GIVEN PASSAGE:
^^^^^^^^^^^^^^^^

Job Lifecycle
Scriptoria treats long-running work as tracked jobs backed by local state. Downloads and exports are not fire-and-forget calls: they have an identity, a status row in the vault, and a defined set of transitions. This is what makes acquisition and export reliable across providers that behave inconsistently and across sessions that can be interrupted.
Why The Job Layer Exists
Manuscript acquisition is large, slow, and failure-prone. Pages can fail individually, providers rate-limit aggressively, and a long download can be interrupted at any point. A naive script-style approach would lose work whenever something went wrong.
The job layer is the safety mechanism that prevents that. It records the work in progress, exposes pause and resume operations, lets the user retry only what failed, and survives application restarts without losing the partial state that was already on disk.
The Job Manager
The download and export job manager is a process-wide singleton implemented in universal_iiif_core/jobs.py. It owns:
- a registry of in-flight job records keyed by short job ids;
- a download queue that admits jobs up to a configured concurrency limit;
- the threading boundaries that isolate worker exceptions from the UI;
- the bridge between in-memory job state and the persistent
download_jobstable in the local vault.
The concurrency cap is taken from network policy. The default value of max_concurrent_download_jobs is 2, which is intentionally conservative: most upstream providers prefer a few well-paced clients over many aggressive ones.

^^^^^^^^^^^^^^^^

PROVIDED DATA:
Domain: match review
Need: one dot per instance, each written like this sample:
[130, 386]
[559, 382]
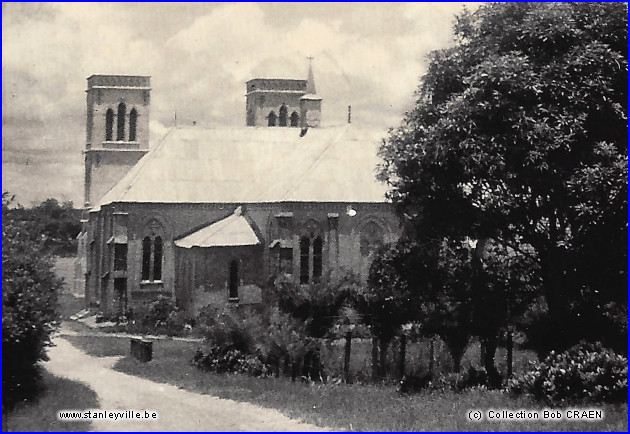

^^^^^^^^^^^^^^^^

TASK INSTRUCTIONS:
a) Reproduce the section of the job lifecycle text word for word, starting with "Why The Job" and going on through "already on disk.".
b) According to the job lifecycle text, what is the default value of max_concurrent_download_jobs?
Work from the job lifecycle text alone and leave the data aside.

FULL SOLUTIONS:
a)
Why The Job Layer Exists
Manuscript acquisition is large, slow, and failure-prone. Pages can fail individually, providers rate-limit aggressively, and a long download can be interrupted at any point. A naive script-style approach would lose work whenever something went wrong.
The job layer is the safety mechanism that prevents that. It records the work in progress, exposes pause and resume operations, lets the user retry only what failed, and survives application restarts without losing the partial state that was already on disk.

b) 2